KEEPING IT REAL: Sarah’s Story, Part I

Thu 13 May 2021

Keeping It Real: Sarah's Story, Part I
We're featuring the first of several question-and-answer style blogs by Sarah Sweeney today.* Make sure you check back for additional posts soon, and in the meantime, you can find her on Faces of CP.

What kind of cerebral palsy do you have?
The form of cerebral palsy that I have is spastic diplegia. I have limited use of my legs, and they are very tight from spasticity, so I use a wheelchair.

How did you get cerebral palsy?
I was born prematurely, at about 27 weeks. The doctors did not deliver me quickly enough because I was so early. This caused a lack of oxygen to my brain, resulting in damage to my primary motor cortex, which is in the frontal lobe of the brain.

How did you feel about cerebral palsy growing up?

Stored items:
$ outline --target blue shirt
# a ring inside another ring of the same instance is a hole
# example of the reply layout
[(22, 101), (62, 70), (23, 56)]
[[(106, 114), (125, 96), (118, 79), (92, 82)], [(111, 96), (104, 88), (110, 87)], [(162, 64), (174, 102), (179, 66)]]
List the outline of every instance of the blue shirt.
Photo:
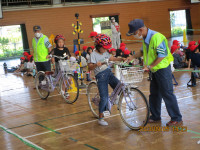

- **WORK INSTRUCTION A**
According to the Sarah's Story post, at about how many weeks was Sarah born?
- **WORK INSTRUCTION B**
Continue the Sarah's Story post from the point where it stops.
None of the stored items is needed here.

- **EXERCISE RESULT A**
At about 27 weeks.

- **EXERCISE RESULT B**
I had very mixed feelings about cerebral palsy growing up. I have a very supportive immediate family. As a child my mother put me into many different activities like ballet, horseback riding, skiing, and art classes, just to name a few. She wanted me to experience everything I could, just like any other child. I have two older brothers, and they never treated me any differently than they would have any other younger sibling. To this day, they are some of my greatest supporters. My father was the same way, like my mother; I know that they both had their concerns as all parents do, but they never let it deter me from trying new things or achieving my goals. This mentality, whether it be conscious or unconscious, has helped me become the person that I am today.

A lot of my extended family members have not always been able to understand or accept my cerebral palsy, so that was very difficult for me growing up. It was something that I thought about often, and questioned in different ways during my formative years. Going to school can pose challenges for anyone, but having cerebral palsy and using a wheelchair, added an extra layer of difficulty. I faced a considerable amount of bullying from my peers in elementary and middle school.
They say people fear what they do not understand, that statement is especially true in adolescence. At the time, it was hard for me to make sense of why it was happening. It was not just my peers who had a difficult time accepting me, it was some of the teachers and staff at school as well. I was even referred to as a fire hazard by the principal and vice principal of my first high school, for wanting to participate in after school activities.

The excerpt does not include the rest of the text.